→ **Your instructions**
Could you print every record below exactly as it appears?

[begin Input records]

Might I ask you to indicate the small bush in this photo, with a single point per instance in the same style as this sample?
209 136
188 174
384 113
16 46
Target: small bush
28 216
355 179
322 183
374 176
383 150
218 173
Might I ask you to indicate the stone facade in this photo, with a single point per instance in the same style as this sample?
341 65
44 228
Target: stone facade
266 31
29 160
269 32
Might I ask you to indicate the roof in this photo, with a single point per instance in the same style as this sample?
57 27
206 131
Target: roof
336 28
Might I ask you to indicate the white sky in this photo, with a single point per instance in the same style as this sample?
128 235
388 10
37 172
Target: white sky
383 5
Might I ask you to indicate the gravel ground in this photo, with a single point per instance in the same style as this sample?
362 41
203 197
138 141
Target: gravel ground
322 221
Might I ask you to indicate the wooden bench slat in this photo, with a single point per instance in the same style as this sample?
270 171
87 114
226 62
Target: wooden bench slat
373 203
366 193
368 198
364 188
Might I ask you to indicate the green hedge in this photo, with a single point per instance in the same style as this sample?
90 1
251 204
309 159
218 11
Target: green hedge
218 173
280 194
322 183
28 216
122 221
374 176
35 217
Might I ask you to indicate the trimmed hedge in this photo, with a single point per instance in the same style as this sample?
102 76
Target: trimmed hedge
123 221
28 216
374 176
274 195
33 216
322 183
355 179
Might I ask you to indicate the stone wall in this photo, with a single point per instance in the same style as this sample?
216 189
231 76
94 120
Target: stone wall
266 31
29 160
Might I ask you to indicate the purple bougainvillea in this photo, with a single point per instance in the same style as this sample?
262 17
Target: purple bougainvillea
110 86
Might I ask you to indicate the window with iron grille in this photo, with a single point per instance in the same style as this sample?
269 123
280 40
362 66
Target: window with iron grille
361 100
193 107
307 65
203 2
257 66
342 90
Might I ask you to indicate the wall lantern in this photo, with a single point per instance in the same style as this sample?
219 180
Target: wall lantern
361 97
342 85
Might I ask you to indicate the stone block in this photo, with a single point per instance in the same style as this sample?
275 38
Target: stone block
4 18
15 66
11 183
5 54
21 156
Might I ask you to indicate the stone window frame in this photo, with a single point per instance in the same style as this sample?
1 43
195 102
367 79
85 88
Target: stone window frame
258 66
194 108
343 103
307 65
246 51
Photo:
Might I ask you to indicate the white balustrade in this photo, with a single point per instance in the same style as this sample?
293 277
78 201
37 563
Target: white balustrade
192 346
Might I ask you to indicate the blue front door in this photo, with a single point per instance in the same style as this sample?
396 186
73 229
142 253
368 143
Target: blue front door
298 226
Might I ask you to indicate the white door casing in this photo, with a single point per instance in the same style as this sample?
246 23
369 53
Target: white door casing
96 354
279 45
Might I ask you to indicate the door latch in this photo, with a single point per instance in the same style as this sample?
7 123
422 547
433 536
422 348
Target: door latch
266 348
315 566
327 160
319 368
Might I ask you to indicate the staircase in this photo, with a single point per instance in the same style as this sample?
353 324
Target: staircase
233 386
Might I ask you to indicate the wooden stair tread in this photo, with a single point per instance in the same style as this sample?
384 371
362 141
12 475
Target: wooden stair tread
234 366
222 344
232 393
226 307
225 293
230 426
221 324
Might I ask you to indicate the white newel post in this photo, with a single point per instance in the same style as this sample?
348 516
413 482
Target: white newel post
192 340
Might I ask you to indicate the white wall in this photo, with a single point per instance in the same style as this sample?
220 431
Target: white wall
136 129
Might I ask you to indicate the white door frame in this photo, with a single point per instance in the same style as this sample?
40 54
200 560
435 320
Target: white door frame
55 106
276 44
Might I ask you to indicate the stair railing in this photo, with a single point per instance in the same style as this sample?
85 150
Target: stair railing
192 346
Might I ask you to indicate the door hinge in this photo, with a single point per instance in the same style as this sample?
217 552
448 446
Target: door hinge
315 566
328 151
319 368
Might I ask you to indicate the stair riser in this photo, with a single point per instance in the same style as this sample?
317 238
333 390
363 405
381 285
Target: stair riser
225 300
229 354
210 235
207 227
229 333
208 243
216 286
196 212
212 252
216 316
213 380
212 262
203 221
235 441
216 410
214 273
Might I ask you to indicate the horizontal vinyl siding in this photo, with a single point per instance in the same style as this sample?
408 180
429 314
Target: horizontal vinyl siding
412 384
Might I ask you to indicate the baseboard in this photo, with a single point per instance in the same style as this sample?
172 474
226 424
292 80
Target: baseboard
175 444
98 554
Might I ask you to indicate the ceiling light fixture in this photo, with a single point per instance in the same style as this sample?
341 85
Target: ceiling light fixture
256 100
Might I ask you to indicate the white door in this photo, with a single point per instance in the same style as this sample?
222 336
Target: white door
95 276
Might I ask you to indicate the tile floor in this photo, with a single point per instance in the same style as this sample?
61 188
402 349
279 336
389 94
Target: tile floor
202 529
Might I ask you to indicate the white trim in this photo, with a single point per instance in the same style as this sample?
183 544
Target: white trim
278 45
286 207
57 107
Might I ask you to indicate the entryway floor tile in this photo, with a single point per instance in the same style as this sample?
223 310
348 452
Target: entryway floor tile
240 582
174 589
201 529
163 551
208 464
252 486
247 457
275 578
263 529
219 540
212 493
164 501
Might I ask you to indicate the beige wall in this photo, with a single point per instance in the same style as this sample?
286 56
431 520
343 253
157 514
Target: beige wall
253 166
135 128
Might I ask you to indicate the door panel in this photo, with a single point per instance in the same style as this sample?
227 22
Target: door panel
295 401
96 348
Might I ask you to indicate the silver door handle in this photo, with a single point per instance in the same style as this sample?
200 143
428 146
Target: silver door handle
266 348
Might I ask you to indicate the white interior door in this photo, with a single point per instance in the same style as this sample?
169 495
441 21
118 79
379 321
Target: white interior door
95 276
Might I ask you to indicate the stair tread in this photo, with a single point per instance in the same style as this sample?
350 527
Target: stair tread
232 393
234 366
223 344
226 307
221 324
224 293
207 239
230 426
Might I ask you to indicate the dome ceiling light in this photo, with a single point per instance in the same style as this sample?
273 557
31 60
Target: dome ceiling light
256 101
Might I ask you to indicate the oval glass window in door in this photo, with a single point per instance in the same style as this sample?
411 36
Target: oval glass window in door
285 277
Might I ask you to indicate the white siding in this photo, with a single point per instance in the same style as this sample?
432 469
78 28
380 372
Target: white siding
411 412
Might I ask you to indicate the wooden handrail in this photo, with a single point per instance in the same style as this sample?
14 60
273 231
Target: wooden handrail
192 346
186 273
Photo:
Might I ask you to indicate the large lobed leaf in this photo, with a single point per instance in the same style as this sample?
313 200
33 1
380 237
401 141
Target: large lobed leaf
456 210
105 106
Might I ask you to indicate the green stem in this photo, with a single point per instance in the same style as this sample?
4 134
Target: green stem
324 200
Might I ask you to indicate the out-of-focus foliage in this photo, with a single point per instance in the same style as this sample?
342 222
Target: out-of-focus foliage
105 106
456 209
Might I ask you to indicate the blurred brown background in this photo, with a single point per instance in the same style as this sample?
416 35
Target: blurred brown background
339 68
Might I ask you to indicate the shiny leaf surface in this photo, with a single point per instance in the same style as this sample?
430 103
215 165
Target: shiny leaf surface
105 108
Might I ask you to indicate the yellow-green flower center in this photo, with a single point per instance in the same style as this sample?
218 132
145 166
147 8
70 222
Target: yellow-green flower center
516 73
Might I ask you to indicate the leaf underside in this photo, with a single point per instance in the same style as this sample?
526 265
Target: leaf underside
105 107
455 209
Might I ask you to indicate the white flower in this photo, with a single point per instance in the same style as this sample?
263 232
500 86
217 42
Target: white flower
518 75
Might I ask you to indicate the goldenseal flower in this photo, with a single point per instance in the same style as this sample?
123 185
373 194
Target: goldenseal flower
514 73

[end Input records]

→ **Solution**
Might I ask you to indicate the small bush in this photo, with a single point per instance in the same style as this sample?
209 136
188 174
384 113
16 46
Target: small bush
28 216
355 179
322 183
374 176
383 150
218 173
Might I ask you to indicate the stone facade in this photo, with a single point per instance in the same style as this sample?
341 65
44 228
Target: stone facade
266 31
29 160
269 32
Might I ask you to indicate the roof in this photo, with a single point per instance in the same style as this sample?
57 27
206 131
Target: roof
336 28
Might I ask you to indicate the white sky in this photo, with a single point per instance in the same style as this sample?
128 235
388 10
37 172
Target: white sky
383 5
Might I ask you to indicate the gravel ground in this photo, with a single point per instance in the same style as this sample?
362 41
203 197
138 141
Target: gravel ground
322 221
Might I ask you to indicate the wooden bench slat in this photo, with a single point per instance in the same style as this sample?
270 171
87 114
226 62
Target: wooden bench slat
373 203
366 193
368 198
364 188
Might I ask you to indicate the green hedge in this photo, with a single point per instance in the same style as this sample?
90 1
251 204
309 159
218 11
Target: green hedge
218 173
280 194
322 183
28 216
122 221
374 176
35 217
Might I ask you to indicate the trimmed hedge in this photo, with a single point per instance in the same style as this sample?
102 76
Target: trimmed hedge
123 221
28 216
374 176
274 195
33 216
322 183
355 179
Might I ask you to indicate the stone wall in this photo, with a single point per instance in the same style as this sample?
216 189
231 76
94 120
Target: stone wall
266 31
29 160
Might I ask you to indicate the purple bougainvillea in this photo, with a single point per instance in the same style as this sample?
262 17
Target: purple bougainvillea
110 86
Might I ask you to indicate the window with iron grille in this photo, with a single point per instance in the same style as this sample?
269 123
280 40
362 66
Target: window with iron grille
361 100
193 107
307 65
203 2
257 66
342 90
Might I ask you to indicate the wall lantern in this photo, with a single point per instance in the same style as this sample?
219 180
Target: wall lantern
361 97
342 85
Might I ask you to indicate the stone block in this photo, with a single point per instance in the same style as this sample?
275 38
Target: stone block
4 18
15 66
11 183
5 54
21 156
Might I ask you to indicate the stone window frame in this photo, with a single point per instance in the same style as this sample?
1 43
195 102
367 79
85 88
Target: stone window frame
258 66
194 108
343 103
307 65
246 51
Photo:
Might I ask you to indicate the white balustrade in this photo, with a single point per instance in the same style as this sample?
293 277
78 201
37 563
Target: white balustrade
192 346
Might I ask you to indicate the blue front door in this photo, with a single point per instance in the same style as this sample?
396 186
73 229
142 253
368 143
Target: blue front door
298 226
Might I ask you to indicate the white door casing in this photo, with a single point per instance in the same style as this sample?
246 23
369 53
Target: white door casing
96 354
279 45
Might I ask you to indicate the door latch in this photo, with a single point per instance in the same style as this sample?
7 123
422 547
433 536
422 348
Target: door latch
266 348
315 566
327 160
319 368
Might I ask you to indicate the staircase in this photo, with a single point per instance in the same style as this sample?
353 324
Target: staircase
233 386
Might I ask you to indicate the wooden stair tread in this photo, with a single point per instance in the same style as this sample?
384 371
362 141
12 475
Target: wooden stair tread
234 366
222 344
232 393
226 307
225 293
230 426
221 324
Might I ask you to indicate the white newel post in this photo, with a single point per instance in the same style as this sample?
348 516
413 482
Target: white newel post
192 340
Might I ask you to indicate the white wall in this photo, with a single point per instance in the same style as this sample?
220 431
Target: white wall
136 129
Might I ask you to indicate the white door frame in this photo, with a single point per instance in the same style as this sample?
40 54
200 560
435 320
Target: white door frame
55 106
276 44
Might I ask you to indicate the stair railing in this photo, with a single point per instance in the same style as this sample?
85 150
Target: stair railing
192 346
Might I ask you to indicate the door hinge in this photo, with a single point per instance in the same style as this sample?
217 552
448 446
Target: door hinge
315 566
328 151
319 368
Might I ask you to indicate the stair riser in this photo, with a single point per instance in the same style as this sample?
317 238
333 390
363 405
381 285
Target: stair riser
225 300
229 354
210 235
207 227
229 333
208 243
216 286
196 212
212 252
216 316
213 380
212 262
203 221
235 441
216 410
214 273
Might I ask you to indicate the horizontal vinyl siding in this photo, with a single point per instance in the same style as this sample?
408 180
429 314
Target: horizontal vinyl siding
412 384
Might I ask you to indicate the baseboard in this photo, with a single point per instance in the same style as this sample?
172 474
226 424
292 80
Target: baseboard
175 444
98 554
Might I ask you to indicate the ceiling light fixture in this photo, with a single point per instance in the same style as this sample?
341 85
Target: ceiling light fixture
256 100
Might I ask you to indicate the white door in this photo, with a single point per instance in the same style as this sample?
222 336
Target: white door
95 276
Might I ask you to indicate the tile floor in this photo, with a single point per instance in the same style as this sample?
61 188
402 349
279 336
389 94
Target: tile floor
202 529
Might I ask you to indicate the white trim in this photo, with a single point per instance in the same style as this sample?
183 544
Target: white trim
278 45
286 207
57 107
Might I ask you to indicate the entryway floor tile in this photo, with a single point per instance in the same style as this sample?
223 310
348 452
Target: entryway floor tile
240 582
174 589
201 529
163 551
208 464
252 486
247 457
275 578
263 529
219 540
212 493
164 501
Might I ask you to indicate the beige wall in this photo, with a single point per instance in the same style as this sample?
286 56
431 520
343 253
157 514
Target: beige wall
253 166
135 128
Might I ask you to indicate the door panel in this photo, with a single point per instance in the same style as this sample?
227 22
Target: door panel
295 401
96 348
Might I ask you to indicate the silver door handle in this photo, with a single point per instance in the same style as this sample?
200 143
428 146
Target: silver door handle
266 348
Might I ask you to indicate the white interior door in this photo, with a single point per instance in the same style as this sample?
169 495
441 21
118 79
379 321
Target: white interior door
95 276
Might I ask you to indicate the stair tread in this photo, with a single point per instance in the same style as this sample?
350 527
Target: stair tread
232 393
234 366
223 344
226 307
221 324
224 293
207 239
230 426
Might I ask you to indicate the dome ceiling light in this photo, with a single point per instance in the same style as this sample?
273 557
31 60
Target: dome ceiling light
256 101
Might I ask you to indicate the oval glass window in door in this photo, with a single point per instance in the same style as this sample?
411 36
Target: oval glass window in door
285 277
Might I ask you to indicate the white siding in this photo, with a single point per instance in the same style as this sample?
432 469
78 28
380 372
Target: white siding
411 412
Might I ask you to indicate the wooden handrail in this photo, with a single point per instance in the same style as this sample?
14 60
273 231
Target: wooden handrail
192 346
186 273
Photo:
Might I ask you to indicate the large lobed leaf in this photo, with a single point per instance in the same style as this sample?
313 200
33 1
380 237
401 141
Target: large lobed leaf
456 210
105 106
Might I ask you to indicate the green stem in this photo, with a single point per instance in the same style as this sample?
4 134
Target: green stem
324 200
Might I ask you to indicate the out-of-focus foliage in this photo, with a single point per instance in the same style as this sample?
342 222
Target: out-of-focus foliage
105 106
456 209
Might I ask you to indicate the blurred brown background in this photo, with a single point per instance in the same style as this sample?
416 35
Target: blurred brown background
339 68
Might I ask you to indicate the shiny leaf surface in this photo, with a single point per instance in the same style as this sample?
430 103
215 165
Target: shiny leaf surface
105 108
Might I ask you to indicate the yellow-green flower center in this photo, with a single point per instance in the same style as this sample?
218 132
145 166
147 8
70 222
Target: yellow-green flower center
516 73
Might I ask you to indicate the leaf underside in this photo, with a single point per instance in the same style as this sample?
526 265
Target: leaf underside
105 107
455 209
Might I ask you to indicate the white flower in this photo, with a single point per instance in the same style as this sample?
263 232
500 86
217 42
Target: white flower
518 75
Might I ask you to indicate the goldenseal flower in this photo, with a single point per instance in the same style as this sample?
123 185
373 194
Target: goldenseal flower
514 73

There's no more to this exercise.